— START OF TEXT SHOWN —

Penn Charter graduate Jeff Torchon and his band Conjunto Philadelphia help keep traditional Cuban music alive in Philly while bridging the gap between cultures.
When Jeff Torchon lands in his favorite place in Cuba, Old Havana, he takes in the ancient Spanish architecture, walks the Malecon (the promenade along the sea wall separating Havana from the ocean), and plays with any Cuban musician he can find.
He’s often met with skepticism when he tells new band mates he plays Cuban music, but “they know right away” once he starts into a song. It’s those encounters, playing Cuban music with Cubans in Old Havana, that Jeff lives for and has for over 10 years. It’s also the reason he founded Conjunto Philadelphia, a group that tries its best to bring a little of Old Havana here to Philly by playing traditional Cuban music.

— END OF TEXT SHOWN —
— START OF SUPPLIED RECORDS —

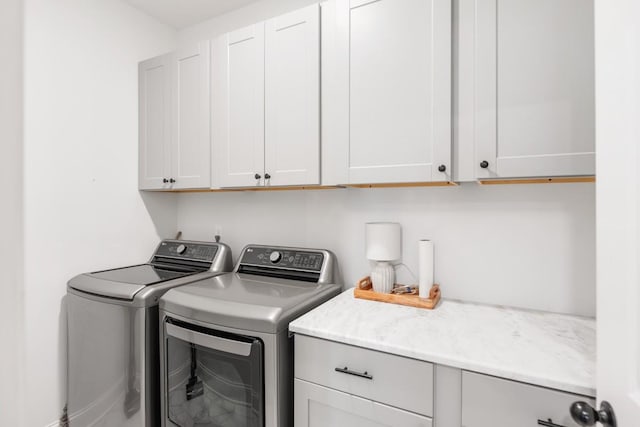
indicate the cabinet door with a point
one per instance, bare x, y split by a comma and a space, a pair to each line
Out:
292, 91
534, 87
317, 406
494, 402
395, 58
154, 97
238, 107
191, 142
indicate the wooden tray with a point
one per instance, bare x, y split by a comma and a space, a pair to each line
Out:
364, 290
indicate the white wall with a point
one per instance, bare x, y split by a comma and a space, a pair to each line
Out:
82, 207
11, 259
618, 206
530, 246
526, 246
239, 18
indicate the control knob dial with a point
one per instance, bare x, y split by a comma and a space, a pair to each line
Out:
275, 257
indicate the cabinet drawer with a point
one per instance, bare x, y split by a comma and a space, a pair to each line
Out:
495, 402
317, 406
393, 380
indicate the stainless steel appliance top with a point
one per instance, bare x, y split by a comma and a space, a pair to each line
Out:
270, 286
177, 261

— END OF SUPPLIED RECORDS —
— START OF SUPPLIED RECORDS —

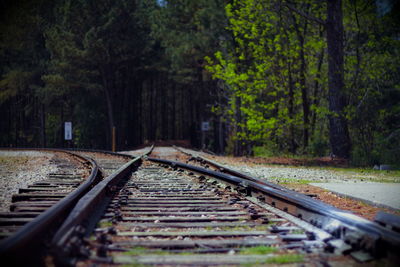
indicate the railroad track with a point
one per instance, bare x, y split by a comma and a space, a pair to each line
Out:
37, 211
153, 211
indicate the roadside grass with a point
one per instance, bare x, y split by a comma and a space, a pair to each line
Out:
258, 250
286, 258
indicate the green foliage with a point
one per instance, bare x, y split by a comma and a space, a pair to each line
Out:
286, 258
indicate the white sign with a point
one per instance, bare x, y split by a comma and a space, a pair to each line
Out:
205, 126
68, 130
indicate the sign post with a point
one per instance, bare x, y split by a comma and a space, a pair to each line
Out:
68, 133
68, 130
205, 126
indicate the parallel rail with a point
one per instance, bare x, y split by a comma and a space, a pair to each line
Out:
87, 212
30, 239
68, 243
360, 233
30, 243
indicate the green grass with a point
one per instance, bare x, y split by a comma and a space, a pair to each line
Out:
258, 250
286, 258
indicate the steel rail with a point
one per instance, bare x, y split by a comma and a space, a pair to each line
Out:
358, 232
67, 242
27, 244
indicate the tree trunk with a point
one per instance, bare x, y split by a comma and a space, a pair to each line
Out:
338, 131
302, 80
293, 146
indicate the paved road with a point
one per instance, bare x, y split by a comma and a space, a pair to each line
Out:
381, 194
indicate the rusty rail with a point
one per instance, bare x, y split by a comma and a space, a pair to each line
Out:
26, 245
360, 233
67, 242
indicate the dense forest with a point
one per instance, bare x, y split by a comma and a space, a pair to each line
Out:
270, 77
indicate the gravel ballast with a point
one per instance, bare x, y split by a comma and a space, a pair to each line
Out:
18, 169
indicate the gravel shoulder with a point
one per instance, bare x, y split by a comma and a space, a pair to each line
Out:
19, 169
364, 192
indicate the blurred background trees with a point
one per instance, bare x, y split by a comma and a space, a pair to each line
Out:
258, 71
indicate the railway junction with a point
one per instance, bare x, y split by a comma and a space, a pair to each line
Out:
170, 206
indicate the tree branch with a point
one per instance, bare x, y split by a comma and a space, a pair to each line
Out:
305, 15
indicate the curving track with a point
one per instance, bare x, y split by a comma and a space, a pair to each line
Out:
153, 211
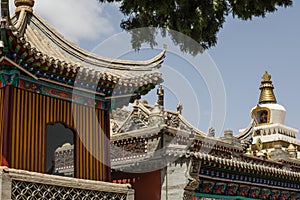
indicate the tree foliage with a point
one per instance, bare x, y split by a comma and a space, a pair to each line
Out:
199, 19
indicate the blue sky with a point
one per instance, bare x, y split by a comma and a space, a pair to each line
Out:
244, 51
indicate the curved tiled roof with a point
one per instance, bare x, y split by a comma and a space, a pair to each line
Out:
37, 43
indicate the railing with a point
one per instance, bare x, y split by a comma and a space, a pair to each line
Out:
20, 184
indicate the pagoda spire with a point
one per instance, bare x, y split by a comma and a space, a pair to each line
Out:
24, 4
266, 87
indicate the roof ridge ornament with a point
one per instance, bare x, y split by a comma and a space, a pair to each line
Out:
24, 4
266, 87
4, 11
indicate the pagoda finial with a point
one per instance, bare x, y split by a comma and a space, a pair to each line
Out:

— END OF SUPPLIED RECORDS —
— START OF SUPPLIED RECORDS —

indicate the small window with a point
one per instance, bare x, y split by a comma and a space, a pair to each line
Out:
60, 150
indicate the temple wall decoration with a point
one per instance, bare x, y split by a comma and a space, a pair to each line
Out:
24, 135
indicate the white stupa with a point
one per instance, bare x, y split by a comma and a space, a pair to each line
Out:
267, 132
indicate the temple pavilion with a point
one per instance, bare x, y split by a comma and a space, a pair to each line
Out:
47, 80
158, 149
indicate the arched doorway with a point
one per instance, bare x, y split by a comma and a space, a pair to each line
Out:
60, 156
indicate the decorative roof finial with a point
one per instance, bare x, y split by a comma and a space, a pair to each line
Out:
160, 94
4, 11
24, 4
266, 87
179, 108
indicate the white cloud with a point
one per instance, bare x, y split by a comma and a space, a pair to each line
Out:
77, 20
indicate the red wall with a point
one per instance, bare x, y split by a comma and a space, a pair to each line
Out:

— END OF SUPPLIED RECORDS —

*TO DO*.
a) In the text about Jeff Torchon, what is the Malecon?
b) Rewrite the part of the Jeff Torchon piece that opens with "Penn Charter graduate" and closes with "gap between cultures.", putting "Havana Sound Philadelphia" in place of "Conjunto Philadelphia".
c) Carry on the piece about Jeff Torchon and his Cuban band from its last sentence.
None of the material is needed here.

*ANSWERS TO THE EXERCISES*.
a) The promenade along the sea wall separating Havana from the ocean.

b)
Penn Charter graduate Jeff Torchon and his band Havana Sound Philadelphia help keep traditional Cuban music alive in Philly while bridging the gap between cultures.

c)
What’s that? We’re not talking Salsa or Latin Jazz, but a type of music that’s getting harder to find as many of its old masters die off — Pre-Revolutionary Cuban music from the 1930s, and 1940s, and 1950s. Known as Son, it’s a precursor to many styles including Salsa. How did a Penn Charter grad and Philly boy develop a love for Cuban music? We caught up with Jeff for the story.
Are you originally from Philadelphia? What’s your background?
I grew up in Plymouth Meeting and attended Penn Charter from 4th-12th grades. I then studied Music Education at Temple (Bachelors degree in 2011 and Masters degree in 2015). I’ve been teaching music since 2011 at Germantown Friends School.
Did you grow up in a Cuban family or is there another reason you identify so strongly with the music?
I’m not Cuban nor is anyone in my family. In fact, nobody in our band is Cuban (but our trumpet player is a 1/4 Cuban). Our lead vocalist is from Venezuela and our Conga player is from Argentina. Everyone else was born in the U.S. I can’t really give a specific reason as to why I love this music but I know the affair began when I saw the documentary “Buena Vista Social Club.” I was struck by the music, the culture, and the allure of this mysterious island that U.S. citizens were not allowed to travel to.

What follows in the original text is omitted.